▶ Instructions for the task
Copy each of the following entries back without change.

▶ The data
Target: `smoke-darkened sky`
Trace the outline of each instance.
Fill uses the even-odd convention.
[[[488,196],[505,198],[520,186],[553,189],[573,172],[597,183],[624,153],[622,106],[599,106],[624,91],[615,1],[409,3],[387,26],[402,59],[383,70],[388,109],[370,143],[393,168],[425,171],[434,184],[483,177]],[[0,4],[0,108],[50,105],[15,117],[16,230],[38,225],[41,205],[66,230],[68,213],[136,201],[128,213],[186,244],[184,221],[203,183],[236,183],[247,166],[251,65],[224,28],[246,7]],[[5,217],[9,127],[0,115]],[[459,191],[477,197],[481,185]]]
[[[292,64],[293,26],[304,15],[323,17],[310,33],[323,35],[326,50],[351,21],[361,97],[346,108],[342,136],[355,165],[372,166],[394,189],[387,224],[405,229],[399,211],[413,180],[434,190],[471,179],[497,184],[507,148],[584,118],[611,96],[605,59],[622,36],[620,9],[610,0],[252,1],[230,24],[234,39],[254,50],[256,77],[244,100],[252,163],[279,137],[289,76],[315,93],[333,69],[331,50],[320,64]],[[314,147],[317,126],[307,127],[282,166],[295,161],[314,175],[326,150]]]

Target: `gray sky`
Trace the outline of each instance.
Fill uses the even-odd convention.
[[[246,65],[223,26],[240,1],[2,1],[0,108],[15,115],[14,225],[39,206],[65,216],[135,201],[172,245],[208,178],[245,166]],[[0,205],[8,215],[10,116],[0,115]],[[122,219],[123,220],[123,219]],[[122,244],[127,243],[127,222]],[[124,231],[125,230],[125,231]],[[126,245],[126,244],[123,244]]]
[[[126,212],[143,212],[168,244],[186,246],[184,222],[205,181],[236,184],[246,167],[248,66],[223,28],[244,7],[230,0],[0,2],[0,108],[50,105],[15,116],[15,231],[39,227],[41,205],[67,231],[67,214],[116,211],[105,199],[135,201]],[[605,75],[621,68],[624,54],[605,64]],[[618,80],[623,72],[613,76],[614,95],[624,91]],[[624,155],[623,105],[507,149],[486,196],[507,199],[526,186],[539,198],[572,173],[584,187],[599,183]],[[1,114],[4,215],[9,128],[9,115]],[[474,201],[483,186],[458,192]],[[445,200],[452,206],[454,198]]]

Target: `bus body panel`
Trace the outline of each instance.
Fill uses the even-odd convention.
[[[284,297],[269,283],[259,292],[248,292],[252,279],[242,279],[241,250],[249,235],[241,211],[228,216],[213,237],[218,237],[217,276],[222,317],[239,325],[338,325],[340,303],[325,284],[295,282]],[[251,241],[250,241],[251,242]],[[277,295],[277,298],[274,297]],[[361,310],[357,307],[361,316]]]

▶ Task result
Target: `smoke-darkened sky`
Trace the outline of each instance.
Fill uses the even-odd convention.
[[[488,196],[505,198],[520,186],[553,189],[573,172],[597,183],[624,153],[622,106],[599,106],[624,91],[615,1],[409,3],[387,26],[402,59],[383,70],[388,109],[370,143],[393,168],[425,171],[434,184],[483,177]],[[0,4],[0,108],[50,105],[15,117],[16,230],[38,225],[41,205],[66,230],[68,213],[136,201],[128,213],[186,244],[184,221],[203,183],[236,183],[247,166],[251,65],[224,28],[246,7]],[[5,217],[9,127],[0,115]],[[459,191],[477,197],[481,185]]]
[[[292,64],[293,26],[304,15],[323,17],[310,33],[323,35],[326,50],[351,21],[361,97],[346,108],[342,136],[355,165],[372,166],[394,189],[387,224],[405,229],[399,211],[413,180],[434,190],[471,179],[497,184],[507,148],[584,118],[611,96],[605,59],[622,36],[620,9],[610,0],[252,1],[230,24],[234,39],[254,50],[256,77],[244,100],[252,163],[279,137],[289,76],[315,93],[333,69],[331,50],[320,64]],[[314,147],[317,126],[307,127],[282,166],[295,161],[314,175],[326,150]]]

Target: `gray sky`
Trace the outline of each instance.
Fill uses the even-odd convention.
[[[246,65],[223,26],[240,1],[2,1],[0,108],[15,115],[14,225],[39,206],[65,216],[135,201],[172,245],[208,178],[245,166]],[[0,205],[8,215],[10,116],[0,115]],[[122,219],[123,220],[123,219]],[[122,244],[127,243],[127,222]],[[124,231],[125,230],[125,231]],[[126,245],[126,244],[123,244]]]
[[[126,212],[143,212],[168,244],[186,246],[184,222],[205,181],[236,184],[246,167],[248,66],[223,28],[244,7],[230,0],[0,2],[0,108],[50,105],[15,116],[15,231],[39,227],[41,205],[67,231],[67,214],[116,211],[105,199],[135,201]],[[605,75],[621,68],[624,54],[605,64]],[[618,80],[623,72],[613,76],[614,95],[624,91]],[[624,155],[623,105],[507,149],[486,196],[507,199],[526,186],[539,198],[572,173],[584,187],[599,183]],[[1,114],[4,215],[9,128],[9,115]],[[474,201],[483,186],[458,192]],[[445,200],[452,206],[454,198]]]

Target: `bus body panel`
Trace the outline of each instance.
Fill uses the even-odd convention.
[[[284,297],[269,283],[259,292],[248,292],[252,279],[242,279],[241,250],[249,235],[241,211],[228,216],[213,237],[218,237],[217,276],[222,317],[239,325],[338,325],[340,303],[325,284],[295,282]],[[251,241],[250,241],[251,242]],[[277,295],[277,298],[274,297]],[[361,310],[357,307],[361,316]]]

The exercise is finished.